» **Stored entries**
"""

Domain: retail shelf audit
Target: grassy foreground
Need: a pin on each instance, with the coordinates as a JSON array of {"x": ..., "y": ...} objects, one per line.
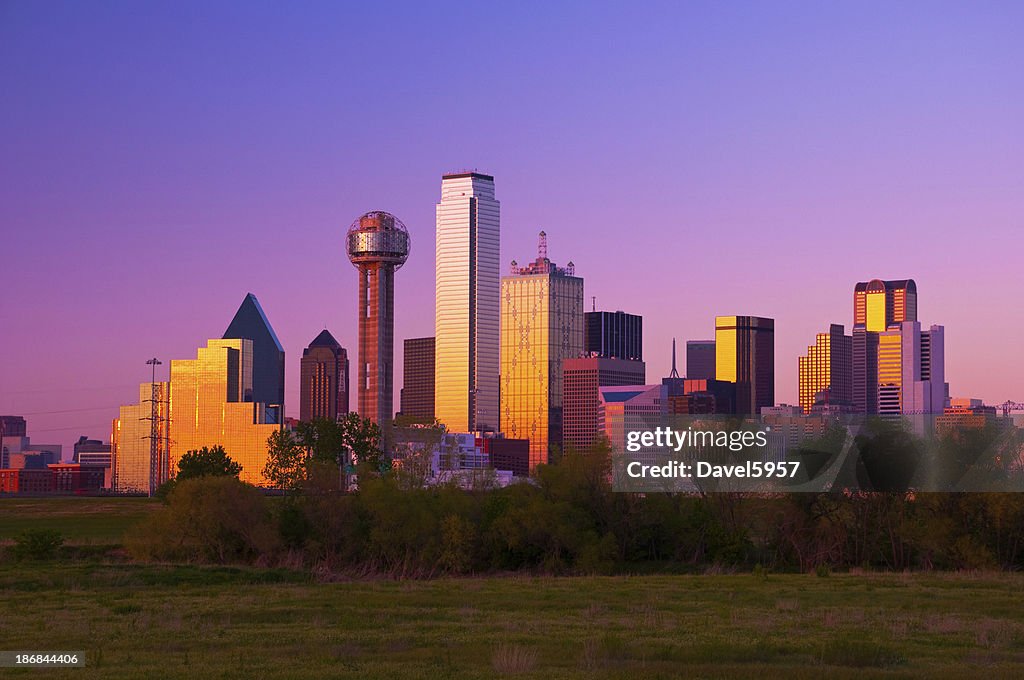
[
  {"x": 185, "y": 622},
  {"x": 82, "y": 520}
]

"""

» **What to work on**
In the answer, the entries should be restated verbatim, with all pictures omitted.

» **Exercise solution**
Domain: retail shelf audit
Target: grassy foreground
Need: a pin on each instance, with the coordinates as a JSON array of {"x": ..., "y": ...} objects, one per line.
[
  {"x": 185, "y": 622},
  {"x": 82, "y": 520}
]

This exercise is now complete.